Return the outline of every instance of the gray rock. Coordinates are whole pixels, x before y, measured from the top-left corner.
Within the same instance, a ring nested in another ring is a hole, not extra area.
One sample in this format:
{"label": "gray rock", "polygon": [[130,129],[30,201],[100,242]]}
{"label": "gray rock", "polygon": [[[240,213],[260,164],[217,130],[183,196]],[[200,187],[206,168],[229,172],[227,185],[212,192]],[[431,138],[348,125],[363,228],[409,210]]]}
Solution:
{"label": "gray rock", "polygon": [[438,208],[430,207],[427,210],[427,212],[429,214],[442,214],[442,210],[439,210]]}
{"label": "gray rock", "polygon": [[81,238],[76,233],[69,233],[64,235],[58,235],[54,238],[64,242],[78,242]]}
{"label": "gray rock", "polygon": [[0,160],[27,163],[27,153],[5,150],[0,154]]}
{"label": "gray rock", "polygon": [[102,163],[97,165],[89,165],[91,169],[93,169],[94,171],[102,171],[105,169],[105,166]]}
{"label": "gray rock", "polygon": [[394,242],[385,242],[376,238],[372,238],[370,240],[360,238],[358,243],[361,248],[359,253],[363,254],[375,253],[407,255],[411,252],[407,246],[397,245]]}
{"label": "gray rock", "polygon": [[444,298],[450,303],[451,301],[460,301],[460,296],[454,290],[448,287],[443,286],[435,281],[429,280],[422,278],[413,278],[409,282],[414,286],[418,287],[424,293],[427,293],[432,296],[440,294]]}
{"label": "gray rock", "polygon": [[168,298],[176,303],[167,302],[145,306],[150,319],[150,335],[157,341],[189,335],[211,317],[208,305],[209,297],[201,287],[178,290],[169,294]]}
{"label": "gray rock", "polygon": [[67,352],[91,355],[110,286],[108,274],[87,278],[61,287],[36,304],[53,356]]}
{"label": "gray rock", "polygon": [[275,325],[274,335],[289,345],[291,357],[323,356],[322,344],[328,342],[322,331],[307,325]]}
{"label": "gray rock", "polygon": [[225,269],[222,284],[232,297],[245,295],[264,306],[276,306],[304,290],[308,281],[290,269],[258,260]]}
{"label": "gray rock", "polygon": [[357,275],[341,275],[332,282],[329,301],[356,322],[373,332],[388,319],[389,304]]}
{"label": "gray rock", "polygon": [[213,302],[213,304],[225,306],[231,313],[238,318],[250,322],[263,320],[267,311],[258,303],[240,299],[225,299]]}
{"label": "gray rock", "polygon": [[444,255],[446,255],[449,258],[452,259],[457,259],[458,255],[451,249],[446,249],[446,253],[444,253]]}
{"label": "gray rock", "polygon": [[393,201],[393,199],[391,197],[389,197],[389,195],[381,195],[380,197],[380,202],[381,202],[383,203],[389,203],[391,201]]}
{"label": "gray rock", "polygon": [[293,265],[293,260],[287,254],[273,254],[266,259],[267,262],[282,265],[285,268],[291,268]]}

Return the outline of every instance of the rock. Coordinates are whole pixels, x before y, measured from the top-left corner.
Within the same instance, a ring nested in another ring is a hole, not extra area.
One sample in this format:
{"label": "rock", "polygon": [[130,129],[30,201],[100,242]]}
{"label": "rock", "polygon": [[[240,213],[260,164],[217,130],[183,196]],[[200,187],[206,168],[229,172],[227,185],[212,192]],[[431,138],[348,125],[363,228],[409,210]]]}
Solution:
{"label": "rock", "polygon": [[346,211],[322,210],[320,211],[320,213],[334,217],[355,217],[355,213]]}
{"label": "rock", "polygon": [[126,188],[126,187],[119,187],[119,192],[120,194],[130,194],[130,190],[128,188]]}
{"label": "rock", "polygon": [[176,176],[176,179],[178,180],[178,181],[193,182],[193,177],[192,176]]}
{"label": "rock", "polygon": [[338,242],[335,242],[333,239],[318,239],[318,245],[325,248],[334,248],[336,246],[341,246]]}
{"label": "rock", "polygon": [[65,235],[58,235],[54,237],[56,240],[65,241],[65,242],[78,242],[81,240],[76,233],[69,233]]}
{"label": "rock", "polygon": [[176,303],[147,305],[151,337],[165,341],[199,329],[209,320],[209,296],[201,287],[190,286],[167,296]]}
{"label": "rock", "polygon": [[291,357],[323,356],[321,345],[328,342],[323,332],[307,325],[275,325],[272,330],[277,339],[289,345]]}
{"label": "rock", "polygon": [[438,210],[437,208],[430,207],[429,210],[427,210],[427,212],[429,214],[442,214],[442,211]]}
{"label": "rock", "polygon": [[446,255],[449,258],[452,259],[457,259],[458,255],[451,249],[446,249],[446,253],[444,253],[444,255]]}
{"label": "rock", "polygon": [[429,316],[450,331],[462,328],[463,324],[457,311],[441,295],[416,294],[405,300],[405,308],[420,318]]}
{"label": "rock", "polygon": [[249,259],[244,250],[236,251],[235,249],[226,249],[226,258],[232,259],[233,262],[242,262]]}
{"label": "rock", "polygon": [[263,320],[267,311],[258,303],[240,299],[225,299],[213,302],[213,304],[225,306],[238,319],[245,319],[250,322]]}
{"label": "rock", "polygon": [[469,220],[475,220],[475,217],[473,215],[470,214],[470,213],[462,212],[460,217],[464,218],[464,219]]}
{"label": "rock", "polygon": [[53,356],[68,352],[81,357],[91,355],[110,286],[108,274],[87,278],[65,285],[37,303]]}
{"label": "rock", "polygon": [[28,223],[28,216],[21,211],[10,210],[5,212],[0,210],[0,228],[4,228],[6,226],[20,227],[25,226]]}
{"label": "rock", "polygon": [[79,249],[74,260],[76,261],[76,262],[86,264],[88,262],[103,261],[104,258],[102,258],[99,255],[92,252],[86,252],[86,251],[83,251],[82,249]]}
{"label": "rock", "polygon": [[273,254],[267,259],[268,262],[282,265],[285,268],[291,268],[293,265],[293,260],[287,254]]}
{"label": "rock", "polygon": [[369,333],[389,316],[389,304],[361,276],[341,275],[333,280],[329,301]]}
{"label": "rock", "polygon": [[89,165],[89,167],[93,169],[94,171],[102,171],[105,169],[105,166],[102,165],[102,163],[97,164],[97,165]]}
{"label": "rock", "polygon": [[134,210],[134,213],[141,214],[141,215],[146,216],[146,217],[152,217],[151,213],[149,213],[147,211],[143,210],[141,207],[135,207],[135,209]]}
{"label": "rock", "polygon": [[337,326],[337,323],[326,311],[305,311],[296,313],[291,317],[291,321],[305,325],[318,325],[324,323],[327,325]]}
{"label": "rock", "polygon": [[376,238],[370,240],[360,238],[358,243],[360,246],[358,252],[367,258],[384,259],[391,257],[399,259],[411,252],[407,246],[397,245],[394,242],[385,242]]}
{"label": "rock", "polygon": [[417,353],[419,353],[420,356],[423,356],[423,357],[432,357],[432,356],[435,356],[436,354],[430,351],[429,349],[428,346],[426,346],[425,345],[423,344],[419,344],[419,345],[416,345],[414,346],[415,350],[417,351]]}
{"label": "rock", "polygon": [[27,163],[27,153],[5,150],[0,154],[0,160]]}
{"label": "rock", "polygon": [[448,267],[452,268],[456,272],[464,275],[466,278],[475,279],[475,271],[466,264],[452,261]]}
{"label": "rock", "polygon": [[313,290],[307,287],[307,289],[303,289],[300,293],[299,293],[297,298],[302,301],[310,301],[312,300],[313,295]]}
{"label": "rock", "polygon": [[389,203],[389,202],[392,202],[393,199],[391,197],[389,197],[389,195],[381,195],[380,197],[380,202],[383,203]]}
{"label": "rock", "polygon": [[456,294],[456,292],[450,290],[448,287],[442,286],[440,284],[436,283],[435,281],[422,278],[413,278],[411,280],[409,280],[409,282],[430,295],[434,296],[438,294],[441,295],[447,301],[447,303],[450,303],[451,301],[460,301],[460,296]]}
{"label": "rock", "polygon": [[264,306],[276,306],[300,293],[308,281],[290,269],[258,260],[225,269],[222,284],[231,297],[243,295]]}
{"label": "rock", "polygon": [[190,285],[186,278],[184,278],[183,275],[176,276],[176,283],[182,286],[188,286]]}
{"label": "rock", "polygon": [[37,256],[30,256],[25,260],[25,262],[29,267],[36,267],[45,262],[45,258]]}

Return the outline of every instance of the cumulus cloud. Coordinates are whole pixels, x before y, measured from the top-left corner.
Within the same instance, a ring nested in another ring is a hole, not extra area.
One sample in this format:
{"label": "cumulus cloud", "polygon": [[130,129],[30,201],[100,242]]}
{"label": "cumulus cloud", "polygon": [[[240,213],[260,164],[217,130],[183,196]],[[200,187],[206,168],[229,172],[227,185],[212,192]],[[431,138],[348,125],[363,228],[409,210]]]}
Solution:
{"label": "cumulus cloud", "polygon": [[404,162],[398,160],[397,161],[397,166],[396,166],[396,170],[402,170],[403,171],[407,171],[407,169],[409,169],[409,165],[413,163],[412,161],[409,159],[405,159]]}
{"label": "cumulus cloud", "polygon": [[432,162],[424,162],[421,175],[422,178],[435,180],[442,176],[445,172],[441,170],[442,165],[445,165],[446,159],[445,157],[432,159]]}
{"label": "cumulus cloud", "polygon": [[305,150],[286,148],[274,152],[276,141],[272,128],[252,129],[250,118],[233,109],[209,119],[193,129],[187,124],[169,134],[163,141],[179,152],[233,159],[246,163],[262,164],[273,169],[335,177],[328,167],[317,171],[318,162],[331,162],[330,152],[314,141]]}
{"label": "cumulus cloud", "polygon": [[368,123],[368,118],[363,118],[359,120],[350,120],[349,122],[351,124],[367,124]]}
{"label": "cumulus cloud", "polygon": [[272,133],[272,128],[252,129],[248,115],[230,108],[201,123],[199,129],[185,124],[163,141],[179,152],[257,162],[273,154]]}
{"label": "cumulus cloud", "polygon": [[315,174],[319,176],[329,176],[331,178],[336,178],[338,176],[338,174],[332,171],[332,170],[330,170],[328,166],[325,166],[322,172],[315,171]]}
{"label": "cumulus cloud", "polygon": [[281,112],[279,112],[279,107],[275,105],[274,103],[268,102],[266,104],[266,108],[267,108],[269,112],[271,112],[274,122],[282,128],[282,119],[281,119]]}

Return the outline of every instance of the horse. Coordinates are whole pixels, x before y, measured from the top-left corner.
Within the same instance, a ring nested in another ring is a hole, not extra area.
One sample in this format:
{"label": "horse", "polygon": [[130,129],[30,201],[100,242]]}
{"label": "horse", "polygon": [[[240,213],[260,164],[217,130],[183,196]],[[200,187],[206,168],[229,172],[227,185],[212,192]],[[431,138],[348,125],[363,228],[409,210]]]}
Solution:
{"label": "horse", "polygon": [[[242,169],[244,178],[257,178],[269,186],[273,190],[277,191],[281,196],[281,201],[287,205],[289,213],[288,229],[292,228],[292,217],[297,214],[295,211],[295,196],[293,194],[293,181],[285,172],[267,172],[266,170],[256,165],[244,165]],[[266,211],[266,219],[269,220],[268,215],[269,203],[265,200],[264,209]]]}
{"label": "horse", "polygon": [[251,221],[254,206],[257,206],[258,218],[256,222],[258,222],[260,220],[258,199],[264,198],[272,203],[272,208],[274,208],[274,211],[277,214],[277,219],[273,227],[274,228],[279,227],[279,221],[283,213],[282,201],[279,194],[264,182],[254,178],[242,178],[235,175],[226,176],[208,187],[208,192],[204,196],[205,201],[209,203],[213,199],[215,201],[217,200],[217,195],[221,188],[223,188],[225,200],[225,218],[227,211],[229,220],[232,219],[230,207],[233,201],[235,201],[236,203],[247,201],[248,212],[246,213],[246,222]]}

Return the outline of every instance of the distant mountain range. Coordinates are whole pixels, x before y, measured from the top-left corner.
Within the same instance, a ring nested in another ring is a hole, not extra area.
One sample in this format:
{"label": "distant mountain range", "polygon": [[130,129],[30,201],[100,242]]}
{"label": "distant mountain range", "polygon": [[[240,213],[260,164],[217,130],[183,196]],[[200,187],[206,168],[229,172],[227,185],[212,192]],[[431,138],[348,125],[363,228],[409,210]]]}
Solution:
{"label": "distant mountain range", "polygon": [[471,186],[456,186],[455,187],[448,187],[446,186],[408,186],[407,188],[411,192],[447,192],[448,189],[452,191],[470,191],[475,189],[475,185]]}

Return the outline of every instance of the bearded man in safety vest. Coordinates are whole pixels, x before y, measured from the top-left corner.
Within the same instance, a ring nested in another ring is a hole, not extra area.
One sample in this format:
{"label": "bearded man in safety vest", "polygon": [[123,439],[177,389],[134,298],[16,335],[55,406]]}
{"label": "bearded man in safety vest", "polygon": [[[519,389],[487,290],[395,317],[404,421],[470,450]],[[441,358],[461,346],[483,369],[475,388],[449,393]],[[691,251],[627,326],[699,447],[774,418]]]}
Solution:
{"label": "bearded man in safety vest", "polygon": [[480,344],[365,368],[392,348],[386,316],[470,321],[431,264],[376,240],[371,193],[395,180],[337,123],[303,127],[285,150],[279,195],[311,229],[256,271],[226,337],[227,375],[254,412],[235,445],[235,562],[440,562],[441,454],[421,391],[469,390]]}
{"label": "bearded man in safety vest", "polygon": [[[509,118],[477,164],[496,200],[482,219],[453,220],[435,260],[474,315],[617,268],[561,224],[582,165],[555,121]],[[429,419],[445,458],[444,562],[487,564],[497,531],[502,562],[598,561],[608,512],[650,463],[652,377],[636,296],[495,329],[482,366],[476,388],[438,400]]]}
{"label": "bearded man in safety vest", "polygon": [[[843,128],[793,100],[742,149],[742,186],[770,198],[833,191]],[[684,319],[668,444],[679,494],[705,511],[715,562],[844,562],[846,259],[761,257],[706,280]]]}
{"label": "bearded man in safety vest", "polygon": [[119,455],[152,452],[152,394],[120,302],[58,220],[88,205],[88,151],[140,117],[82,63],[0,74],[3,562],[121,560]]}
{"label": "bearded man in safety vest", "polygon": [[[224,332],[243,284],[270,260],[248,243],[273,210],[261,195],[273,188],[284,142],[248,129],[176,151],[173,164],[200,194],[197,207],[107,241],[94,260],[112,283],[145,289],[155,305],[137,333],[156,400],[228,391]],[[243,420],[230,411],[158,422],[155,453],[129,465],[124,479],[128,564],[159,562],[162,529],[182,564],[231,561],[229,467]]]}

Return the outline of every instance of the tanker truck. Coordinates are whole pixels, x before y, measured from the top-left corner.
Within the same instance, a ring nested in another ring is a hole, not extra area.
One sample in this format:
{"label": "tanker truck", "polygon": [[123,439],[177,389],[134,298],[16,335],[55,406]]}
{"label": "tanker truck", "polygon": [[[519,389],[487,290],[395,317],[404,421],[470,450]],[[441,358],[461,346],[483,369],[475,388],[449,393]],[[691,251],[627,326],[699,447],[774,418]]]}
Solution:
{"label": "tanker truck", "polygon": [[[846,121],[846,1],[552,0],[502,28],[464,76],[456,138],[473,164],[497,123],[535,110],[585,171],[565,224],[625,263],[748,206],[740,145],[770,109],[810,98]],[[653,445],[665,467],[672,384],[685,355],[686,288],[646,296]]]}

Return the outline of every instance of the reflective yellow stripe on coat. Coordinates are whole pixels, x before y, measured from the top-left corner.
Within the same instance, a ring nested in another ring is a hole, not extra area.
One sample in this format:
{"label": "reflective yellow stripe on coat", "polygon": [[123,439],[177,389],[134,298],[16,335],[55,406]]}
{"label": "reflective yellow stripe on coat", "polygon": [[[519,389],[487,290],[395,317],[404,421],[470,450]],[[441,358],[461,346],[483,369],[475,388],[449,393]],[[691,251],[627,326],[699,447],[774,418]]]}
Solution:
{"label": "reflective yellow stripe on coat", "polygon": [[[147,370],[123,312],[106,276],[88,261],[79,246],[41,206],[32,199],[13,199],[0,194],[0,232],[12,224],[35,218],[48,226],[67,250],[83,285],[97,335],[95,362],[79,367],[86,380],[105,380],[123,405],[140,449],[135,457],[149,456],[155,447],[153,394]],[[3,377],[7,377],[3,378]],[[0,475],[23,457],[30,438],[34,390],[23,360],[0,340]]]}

→ **Your task**
Return the lines above, from the one containing "Return the outline of every instance of the tanker" to the end, exactly as they stand.

→ **Response to this exercise**
Return the outline of every instance of the tanker truck. Coordinates are whole pixels, x before y, measured from the top-left corner.
Within the same instance, a ring nested in another ring is a hole, not extra area.
One sample in this format:
{"label": "tanker truck", "polygon": [[123,439],[177,389],[134,298],[16,335],[55,406]]}
{"label": "tanker truck", "polygon": [[[519,389],[487,290],[395,317],[404,421],[470,450]],[[441,358],[461,346],[483,369],[475,388],[449,393]],[[691,251],[627,326],[699,447],[774,418]]]}
Solution:
{"label": "tanker truck", "polygon": [[[846,121],[846,1],[552,0],[502,28],[464,76],[456,138],[473,164],[497,123],[535,110],[585,171],[565,224],[625,263],[748,206],[740,145],[770,109],[810,98]],[[653,445],[665,467],[672,384],[685,355],[686,288],[646,296]]]}

Return the outline of every instance of the reflective yellow stripe on coat. Coordinates are whole pixels, x before y, measured from the top-left corner.
Within the same instance, a ring nested in another ring is a hole, not extra area.
One sample in this format:
{"label": "reflective yellow stripe on coat", "polygon": [[123,439],[177,389],[134,298],[16,335],[55,406]]}
{"label": "reflective yellow stripe on coat", "polygon": [[[519,389],[487,290],[395,317],[404,421],[470,450]],[[441,358],[461,346],[483,369],[475,388],[449,393]],[[691,251],[627,326],[699,447],[774,418]]]}
Solution:
{"label": "reflective yellow stripe on coat", "polygon": [[[147,370],[123,312],[106,276],[88,261],[79,246],[41,206],[32,199],[13,199],[0,194],[0,232],[12,224],[35,218],[48,226],[67,250],[83,285],[97,335],[95,362],[79,367],[86,380],[105,380],[123,405],[140,449],[135,457],[149,456],[155,447],[153,394]],[[3,377],[7,377],[3,378]],[[0,475],[23,457],[30,438],[34,390],[23,360],[0,340]]]}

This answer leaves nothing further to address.